Start of EXCERPTED RECORDS

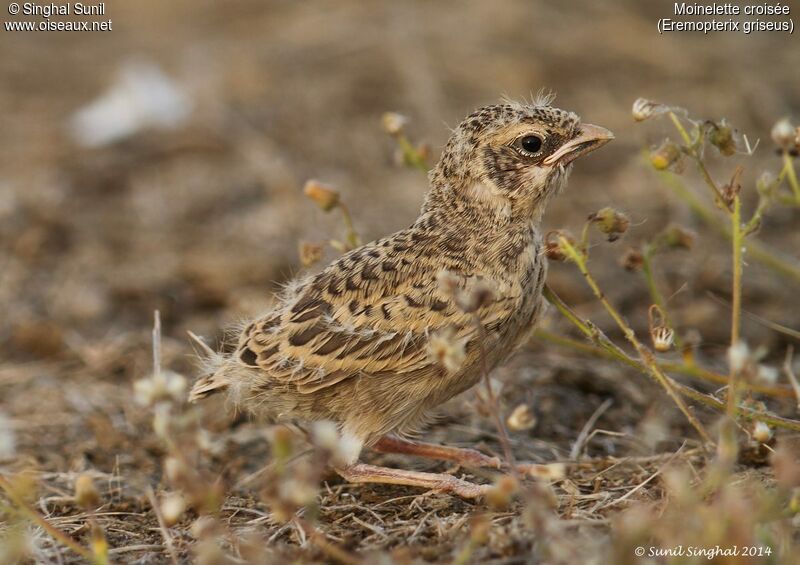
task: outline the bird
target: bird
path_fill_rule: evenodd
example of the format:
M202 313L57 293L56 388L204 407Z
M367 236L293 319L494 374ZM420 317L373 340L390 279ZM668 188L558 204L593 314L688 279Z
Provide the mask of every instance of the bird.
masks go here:
M552 101L505 100L467 116L428 173L419 217L292 281L272 310L242 324L234 351L206 348L190 400L224 391L268 421L334 422L355 446L334 467L349 482L485 495L488 485L447 473L358 458L370 448L504 465L409 436L508 359L542 314L544 211L573 162L614 139Z

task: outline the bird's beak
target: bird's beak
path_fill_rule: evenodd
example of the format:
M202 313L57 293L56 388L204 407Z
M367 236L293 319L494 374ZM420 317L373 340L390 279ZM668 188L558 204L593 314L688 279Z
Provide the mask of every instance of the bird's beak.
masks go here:
M544 160L545 165L559 163L568 165L581 155L594 151L614 139L614 134L606 128L583 124L578 136L559 147L555 153Z

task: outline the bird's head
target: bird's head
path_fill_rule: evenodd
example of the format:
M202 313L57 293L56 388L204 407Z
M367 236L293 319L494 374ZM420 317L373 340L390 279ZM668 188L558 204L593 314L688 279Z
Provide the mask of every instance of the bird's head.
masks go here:
M572 162L612 139L609 130L552 107L549 97L485 106L453 130L432 184L440 196L457 191L497 210L540 215Z

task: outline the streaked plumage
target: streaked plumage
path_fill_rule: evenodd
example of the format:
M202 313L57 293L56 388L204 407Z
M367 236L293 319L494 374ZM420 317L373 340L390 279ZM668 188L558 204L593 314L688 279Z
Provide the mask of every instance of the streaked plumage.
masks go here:
M520 145L535 147L531 136L540 138L536 154ZM227 389L270 419L333 420L366 445L416 429L532 329L547 271L544 207L571 160L610 138L546 101L476 111L431 171L419 218L292 284L279 306L244 328L232 355L211 359L192 399ZM440 284L442 271L467 294L488 286L492 298L465 313ZM442 332L464 347L455 371L429 353L429 338Z

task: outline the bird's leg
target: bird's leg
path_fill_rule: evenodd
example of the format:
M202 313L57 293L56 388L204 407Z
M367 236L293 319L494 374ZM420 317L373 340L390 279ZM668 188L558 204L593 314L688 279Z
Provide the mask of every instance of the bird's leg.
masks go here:
M458 463L465 467L490 467L492 469L500 469L503 466L502 461L497 457L489 457L475 449L409 441L394 436L383 436L372 446L372 449L381 453L402 453L404 455L416 455L426 459L452 461L453 463Z
M478 485L445 473L423 473L405 469L390 469L365 463L336 467L336 472L351 483L381 483L407 485L449 492L462 498L480 498L491 485Z
M500 469L504 471L509 470L509 466L499 458L490 457L475 449L409 441L395 436L383 436L372 446L372 449L381 453L401 453L404 455L416 455L426 459L452 461L465 467L489 467L491 469ZM522 475L540 477L543 479L557 478L560 473L557 467L539 465L536 463L516 463L514 468Z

End of EXCERPTED RECORDS

Every line in the records above that has "Provide" counts once. Give the total and nothing else.

5